Task description: Identify every line in the listing below that contains the word "white", and copy each of those lines. Case counts.

Records for this exercise:
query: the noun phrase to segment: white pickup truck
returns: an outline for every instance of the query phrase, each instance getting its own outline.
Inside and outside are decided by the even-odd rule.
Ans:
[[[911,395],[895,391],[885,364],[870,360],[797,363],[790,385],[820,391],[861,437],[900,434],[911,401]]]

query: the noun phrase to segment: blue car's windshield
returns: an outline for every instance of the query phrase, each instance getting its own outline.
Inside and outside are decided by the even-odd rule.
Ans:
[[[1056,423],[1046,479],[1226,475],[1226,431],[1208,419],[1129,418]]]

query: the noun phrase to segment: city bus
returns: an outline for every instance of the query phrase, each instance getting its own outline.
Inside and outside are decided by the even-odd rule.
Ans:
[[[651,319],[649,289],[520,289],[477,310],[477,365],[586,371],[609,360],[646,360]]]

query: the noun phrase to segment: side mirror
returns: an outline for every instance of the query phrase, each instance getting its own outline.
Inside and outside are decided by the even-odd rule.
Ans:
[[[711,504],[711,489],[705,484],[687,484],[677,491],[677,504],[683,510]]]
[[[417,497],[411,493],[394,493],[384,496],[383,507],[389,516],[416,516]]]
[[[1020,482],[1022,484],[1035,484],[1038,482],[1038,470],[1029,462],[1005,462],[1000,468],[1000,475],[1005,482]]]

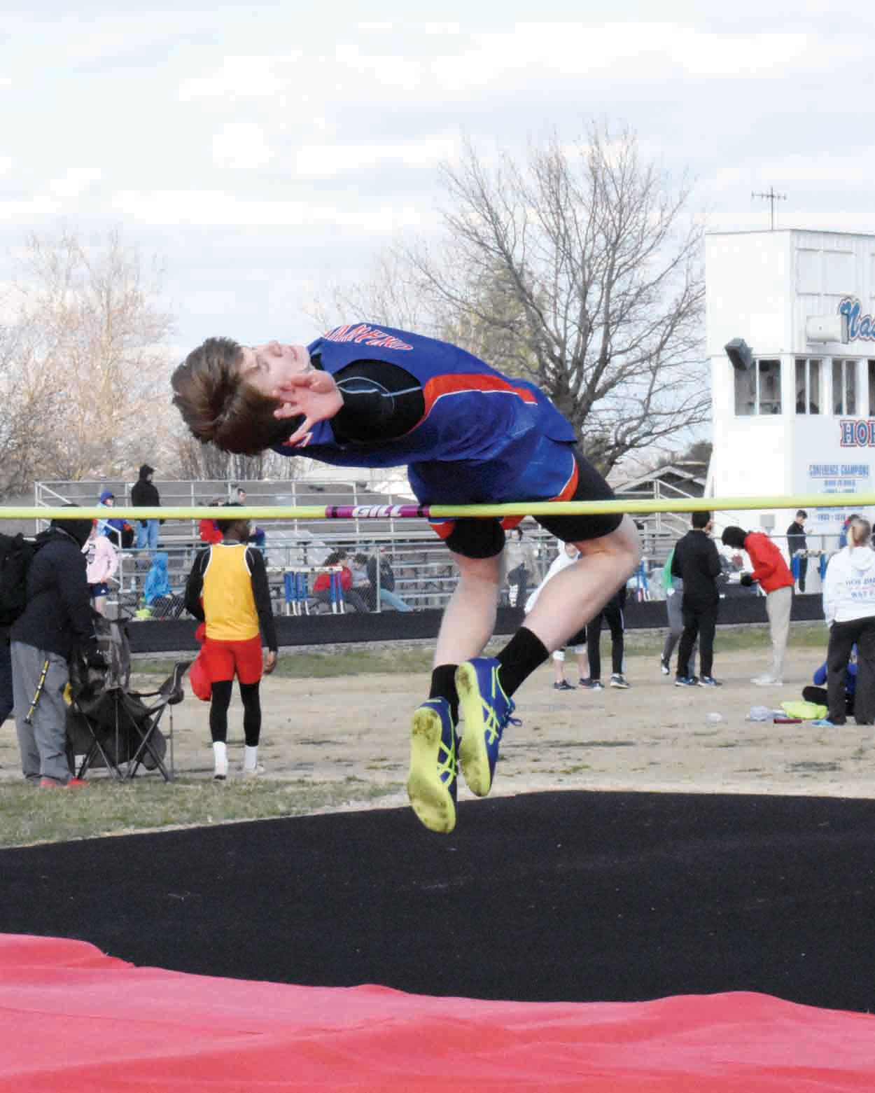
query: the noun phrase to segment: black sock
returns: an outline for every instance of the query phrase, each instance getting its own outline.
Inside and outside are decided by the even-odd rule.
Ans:
[[[540,665],[549,657],[544,643],[525,626],[520,626],[498,654],[498,678],[505,694],[510,697]]]
[[[456,690],[456,669],[458,665],[438,665],[431,672],[431,690],[429,698],[446,698],[450,704],[452,722],[459,720],[459,692]]]

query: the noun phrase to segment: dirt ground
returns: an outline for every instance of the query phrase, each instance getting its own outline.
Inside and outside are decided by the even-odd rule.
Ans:
[[[294,656],[294,653],[287,653]],[[569,682],[576,675],[566,661]],[[686,690],[660,673],[655,658],[630,657],[628,691],[553,690],[545,665],[518,692],[520,726],[509,726],[495,794],[541,789],[662,790],[875,796],[875,729],[833,730],[809,721],[746,720],[756,705],[778,707],[801,696],[816,667],[813,650],[788,653],[782,687],[749,682],[758,655],[721,655],[724,685]],[[576,681],[576,680],[575,680]],[[264,681],[262,747],[265,777],[374,787],[374,803],[405,803],[410,716],[427,694],[426,673]],[[212,775],[208,706],[190,692],[173,708],[175,765],[181,777]],[[719,714],[720,720],[709,715]],[[164,725],[167,728],[168,724]],[[235,695],[228,756],[243,757],[241,707]],[[0,732],[0,778],[20,777],[14,727]],[[469,797],[460,786],[460,799]],[[362,806],[356,806],[360,808]]]

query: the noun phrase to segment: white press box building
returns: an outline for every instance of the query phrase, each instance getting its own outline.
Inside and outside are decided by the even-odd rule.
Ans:
[[[875,235],[706,236],[716,497],[872,493]],[[807,508],[808,545],[835,548],[852,507]],[[780,538],[791,509],[732,514]],[[870,517],[873,513],[864,513]]]

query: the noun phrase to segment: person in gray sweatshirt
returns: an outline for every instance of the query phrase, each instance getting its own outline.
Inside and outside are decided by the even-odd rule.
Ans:
[[[854,516],[848,545],[833,554],[824,580],[824,618],[829,626],[827,649],[828,713],[815,725],[844,725],[848,658],[856,645],[858,725],[875,725],[875,551],[872,526]]]

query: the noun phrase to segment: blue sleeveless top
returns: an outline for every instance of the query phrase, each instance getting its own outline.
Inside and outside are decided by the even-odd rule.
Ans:
[[[422,334],[358,322],[308,346],[332,375],[355,361],[386,361],[422,387],[425,412],[404,436],[339,443],[320,421],[283,456],[339,467],[407,467],[422,504],[536,501],[574,474],[575,433],[533,384],[511,379],[471,353]]]

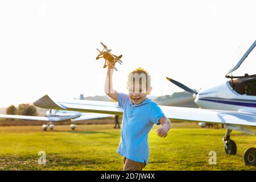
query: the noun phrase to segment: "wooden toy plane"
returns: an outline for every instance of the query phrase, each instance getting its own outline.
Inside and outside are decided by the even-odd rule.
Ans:
[[[97,56],[96,60],[98,60],[100,58],[104,58],[105,59],[105,64],[103,67],[104,68],[106,68],[107,67],[107,61],[108,61],[112,67],[114,68],[115,71],[117,71],[117,69],[114,65],[117,62],[120,64],[122,64],[123,61],[122,61],[121,58],[122,55],[121,55],[119,56],[117,56],[115,55],[112,54],[110,52],[112,49],[109,49],[102,42],[101,42],[101,44],[102,45],[104,48],[102,51],[100,51],[98,48],[97,49],[98,52],[100,52],[100,54]]]

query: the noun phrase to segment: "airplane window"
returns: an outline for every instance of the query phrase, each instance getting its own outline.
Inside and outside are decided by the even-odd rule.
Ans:
[[[256,96],[256,80],[246,83],[245,92],[247,96]]]

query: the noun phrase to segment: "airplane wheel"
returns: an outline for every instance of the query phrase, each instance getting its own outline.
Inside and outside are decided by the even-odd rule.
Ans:
[[[228,148],[225,147],[225,151],[226,155],[237,154],[237,145],[235,142],[232,140],[228,140],[226,141],[226,144],[228,146]]]
[[[243,154],[243,161],[246,166],[256,166],[256,148],[249,148]]]

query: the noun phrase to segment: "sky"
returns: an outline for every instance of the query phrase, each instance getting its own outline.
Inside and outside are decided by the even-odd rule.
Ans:
[[[256,39],[253,0],[1,1],[0,17],[0,106],[105,95],[101,42],[123,55],[116,90],[141,67],[160,96],[183,91],[166,76],[196,89],[226,81]]]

Full solution:
query: the noun phrase to segment: white pickup truck
query: the noun phrase to segment: white press box building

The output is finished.